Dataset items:
-=-=-=-=-

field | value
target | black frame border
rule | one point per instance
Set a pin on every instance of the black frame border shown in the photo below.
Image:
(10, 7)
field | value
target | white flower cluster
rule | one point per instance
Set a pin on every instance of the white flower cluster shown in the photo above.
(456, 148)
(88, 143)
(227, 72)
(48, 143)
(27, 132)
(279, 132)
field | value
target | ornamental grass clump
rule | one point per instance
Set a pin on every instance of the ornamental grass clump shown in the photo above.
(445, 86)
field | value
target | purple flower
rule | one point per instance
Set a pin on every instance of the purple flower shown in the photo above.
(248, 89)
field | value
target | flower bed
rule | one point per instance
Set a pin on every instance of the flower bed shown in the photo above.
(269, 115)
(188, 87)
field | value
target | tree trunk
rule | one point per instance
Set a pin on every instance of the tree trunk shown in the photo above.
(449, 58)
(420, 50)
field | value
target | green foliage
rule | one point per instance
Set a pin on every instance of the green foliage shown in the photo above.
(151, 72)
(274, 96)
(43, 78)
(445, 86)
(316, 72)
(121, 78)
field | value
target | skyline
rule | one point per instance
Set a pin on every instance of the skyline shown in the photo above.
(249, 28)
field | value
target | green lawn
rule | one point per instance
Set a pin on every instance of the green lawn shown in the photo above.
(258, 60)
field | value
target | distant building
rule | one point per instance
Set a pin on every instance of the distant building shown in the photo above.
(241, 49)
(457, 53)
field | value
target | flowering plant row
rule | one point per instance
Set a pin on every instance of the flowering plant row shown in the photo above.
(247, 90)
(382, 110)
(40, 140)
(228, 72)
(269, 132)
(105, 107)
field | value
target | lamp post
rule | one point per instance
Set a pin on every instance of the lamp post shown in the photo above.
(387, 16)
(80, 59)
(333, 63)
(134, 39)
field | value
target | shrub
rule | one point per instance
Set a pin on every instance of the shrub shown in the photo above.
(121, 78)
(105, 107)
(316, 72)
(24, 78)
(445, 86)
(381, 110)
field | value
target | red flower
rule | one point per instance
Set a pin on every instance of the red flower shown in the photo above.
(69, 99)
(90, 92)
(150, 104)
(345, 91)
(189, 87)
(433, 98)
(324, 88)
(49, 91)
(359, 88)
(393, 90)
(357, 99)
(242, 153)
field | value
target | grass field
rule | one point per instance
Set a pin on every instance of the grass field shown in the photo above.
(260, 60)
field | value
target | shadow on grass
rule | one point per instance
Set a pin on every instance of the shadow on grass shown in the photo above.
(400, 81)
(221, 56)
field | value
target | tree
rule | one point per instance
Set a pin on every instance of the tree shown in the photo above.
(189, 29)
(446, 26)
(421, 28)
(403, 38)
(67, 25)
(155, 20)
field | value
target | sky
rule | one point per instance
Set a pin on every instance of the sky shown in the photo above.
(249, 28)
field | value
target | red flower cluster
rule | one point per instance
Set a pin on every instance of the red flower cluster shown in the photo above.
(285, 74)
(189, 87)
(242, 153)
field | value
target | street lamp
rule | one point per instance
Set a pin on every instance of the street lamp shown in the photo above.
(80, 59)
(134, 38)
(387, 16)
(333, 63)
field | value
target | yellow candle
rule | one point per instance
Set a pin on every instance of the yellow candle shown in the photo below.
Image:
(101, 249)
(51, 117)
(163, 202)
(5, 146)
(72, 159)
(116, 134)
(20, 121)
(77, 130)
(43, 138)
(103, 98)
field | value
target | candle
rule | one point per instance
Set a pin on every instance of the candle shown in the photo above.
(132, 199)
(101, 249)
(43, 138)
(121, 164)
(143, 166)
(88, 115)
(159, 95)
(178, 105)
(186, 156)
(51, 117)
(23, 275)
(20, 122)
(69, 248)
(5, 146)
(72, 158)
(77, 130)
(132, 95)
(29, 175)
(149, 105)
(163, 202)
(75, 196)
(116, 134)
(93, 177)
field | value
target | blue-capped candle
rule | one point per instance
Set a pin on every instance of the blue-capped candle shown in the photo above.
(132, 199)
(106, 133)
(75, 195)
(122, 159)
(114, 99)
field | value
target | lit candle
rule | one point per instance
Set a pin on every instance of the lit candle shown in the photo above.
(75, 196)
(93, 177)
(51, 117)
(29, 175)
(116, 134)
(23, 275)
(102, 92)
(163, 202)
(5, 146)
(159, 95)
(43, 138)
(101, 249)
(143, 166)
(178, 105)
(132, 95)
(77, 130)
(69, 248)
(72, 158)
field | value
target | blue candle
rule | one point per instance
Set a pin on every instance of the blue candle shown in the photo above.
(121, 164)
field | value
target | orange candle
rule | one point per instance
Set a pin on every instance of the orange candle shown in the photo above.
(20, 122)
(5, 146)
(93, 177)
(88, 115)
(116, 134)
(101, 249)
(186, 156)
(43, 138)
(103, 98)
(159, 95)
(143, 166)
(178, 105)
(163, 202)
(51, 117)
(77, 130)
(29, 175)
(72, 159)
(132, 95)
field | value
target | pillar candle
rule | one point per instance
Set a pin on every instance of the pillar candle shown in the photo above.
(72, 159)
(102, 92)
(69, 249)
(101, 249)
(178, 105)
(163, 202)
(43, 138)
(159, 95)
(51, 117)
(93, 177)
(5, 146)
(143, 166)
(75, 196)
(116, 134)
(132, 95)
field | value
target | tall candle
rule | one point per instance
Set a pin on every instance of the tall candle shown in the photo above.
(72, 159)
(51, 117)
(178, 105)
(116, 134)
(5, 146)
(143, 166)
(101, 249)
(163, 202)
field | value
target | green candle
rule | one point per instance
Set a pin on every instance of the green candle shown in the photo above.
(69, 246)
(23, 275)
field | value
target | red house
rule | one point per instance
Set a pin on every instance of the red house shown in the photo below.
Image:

-=-=-=-=-

The exercise:
Each line of the material above needs to be quoted exactly, please.

Final result:
field | value
target | black frame border
rule | one point per instance
Set a pin on every instance of the black frame border shown in the photo below.
Image:
(10, 7)
field | value
target | white flower cluster
rule | one point per instance
Set a pin on every instance of the white flower cluster shown in the photo above.
(456, 148)
(88, 143)
(227, 72)
(48, 143)
(27, 132)
(279, 132)
field | value
target | ornamental grass clump
rule | one point per instance
Set a pin on every instance of the ornamental grass clump shown in the photo above.
(445, 86)
field | value
target | purple flower
rule | one point per instance
Set a pin on every instance of the purple flower shown in the photo above.
(248, 89)
field | value
target | flower bed
rule | one point per instance
Set a pin on every instance of the flower bed shown in the photo above.
(269, 115)
(188, 87)
field | value
target | tree trunk
rule | one point per instance
Set a pin on every instance of the tree trunk shown in the photo above.
(449, 58)
(420, 50)
field | value
target | green foliage
rule | one point per instance
Set a pin on every instance of the green foliage shown in the photo above.
(151, 72)
(274, 96)
(43, 78)
(445, 86)
(316, 72)
(121, 78)
field | value
target | skyline
rule | one point per instance
Set a pin on every instance of the skyline shown in the photo above.
(249, 28)
field | value
target | green lawn
rule | one point per instance
Set a pin on every instance of the green lawn shown in the photo above.
(258, 60)
field | value
target | distant building
rule | one point per instance
Set a pin on every instance of the distant building shown in the photo above.
(241, 49)
(457, 53)
field | value
target | flowering plant row
rule | one point per instance
Set a pin on every instance of the flowering plant row shown in the photo above.
(247, 90)
(382, 110)
(40, 140)
(228, 72)
(269, 132)
(105, 107)
field | value
target | lamp post
rule | one point per instance
Set a pin on every instance of the lamp post shown in the photo above.
(387, 16)
(80, 59)
(333, 63)
(134, 39)
field | value
target | shrub
rule | one point per instance
Set a pin on every instance of the shrub shown in the photo above.
(121, 78)
(105, 107)
(316, 72)
(24, 78)
(445, 86)
(381, 110)
field | value
target | red flower
rule | one point per instance
Set a pin on every instance of the red flower shown in the photo above.
(69, 99)
(90, 92)
(150, 104)
(345, 91)
(189, 87)
(433, 98)
(324, 88)
(49, 91)
(359, 88)
(393, 90)
(357, 99)
(242, 153)
field | value
target | grass field
rule | one point per instance
Set a pin on every instance of the grass field shown in the photo above.
(260, 60)
field | value
target | shadow on grass
rule | one point per instance
Set a pin on every instance of the shadow on grass shown in the photo above.
(400, 81)
(221, 56)
field | value
target | tree
rule | one point per instance
Set a pin on every instance of the tree shown in the photo above.
(189, 29)
(446, 26)
(421, 28)
(403, 38)
(67, 25)
(155, 20)
field | value
target | sky
rule | one point per instance
Set a pin on every instance of the sky shown in the photo above.
(249, 28)
field | value
target | red flower cluster
rule | one point per instance
Set a pin on every instance of the red flower cluster shown in the photo above.
(285, 74)
(189, 87)
(242, 153)
field | value
target | street lamp
rule | one point per instance
Set a pin on every instance of the street lamp shown in the photo above.
(80, 59)
(134, 38)
(387, 16)
(333, 63)
field | value
target | yellow candle
rule | one point per instance
Set a pin on every instance of the yellow candle shown in the photo below.
Image:
(101, 249)
(51, 117)
(163, 202)
(5, 146)
(72, 159)
(116, 134)
(20, 121)
(77, 130)
(43, 138)
(103, 98)
field | value
target | candle
rule | one point per instance
Set a pin on every instance of the candle shown in the photo above.
(132, 199)
(101, 249)
(43, 138)
(121, 164)
(143, 166)
(88, 115)
(159, 95)
(178, 105)
(186, 156)
(51, 117)
(23, 275)
(20, 122)
(69, 248)
(5, 146)
(72, 158)
(77, 130)
(132, 95)
(29, 175)
(149, 105)
(163, 202)
(75, 196)
(116, 134)
(93, 177)
field | value
target | blue-capped candle
rule | one point per instance
Set a pin on every instance of the blue-capped candle shown in the photo above.
(132, 199)
(106, 133)
(75, 195)
(122, 159)
(114, 99)
field | value
target | lit candle
rule | one point per instance
Set a pin on every instance of the lit candle shown in the photo above.
(75, 196)
(93, 177)
(51, 117)
(29, 175)
(116, 134)
(23, 275)
(102, 92)
(163, 202)
(5, 146)
(159, 95)
(43, 138)
(101, 249)
(143, 166)
(178, 105)
(132, 95)
(77, 130)
(69, 248)
(72, 158)
field | value
target | blue candle
rule | one point per instance
Set a pin on every instance of the blue candle shown in the photo above.
(121, 164)
field | value
target | orange candle
rule | one point per instance
Set a pin on every instance of the orange candle shown in the photo above.
(20, 122)
(5, 146)
(93, 177)
(88, 115)
(116, 134)
(101, 249)
(186, 156)
(43, 138)
(103, 98)
(159, 95)
(143, 166)
(178, 105)
(163, 202)
(51, 117)
(77, 130)
(29, 175)
(72, 159)
(132, 95)
field | value
target | pillar candle
rule | one point per instance
Set a pin on every instance of the pillar candle shown in the photo above.
(72, 159)
(102, 92)
(69, 249)
(101, 249)
(178, 105)
(163, 202)
(43, 138)
(159, 95)
(51, 117)
(93, 177)
(5, 146)
(143, 166)
(75, 196)
(116, 134)
(132, 95)
field | value
target | tall candle
rule | one point per instance
Set a pin on every instance of the tall candle shown in the photo above.
(72, 159)
(51, 117)
(178, 105)
(116, 134)
(5, 146)
(143, 166)
(101, 249)
(163, 202)
field | value
target | green candle
rule | one point per instance
Set a pin on every instance of the green candle shown in the photo above.
(69, 246)
(23, 275)
field | value
target | red house
rule | one point per instance
Set a pin on every instance of the red house shown in the photo below.
Image:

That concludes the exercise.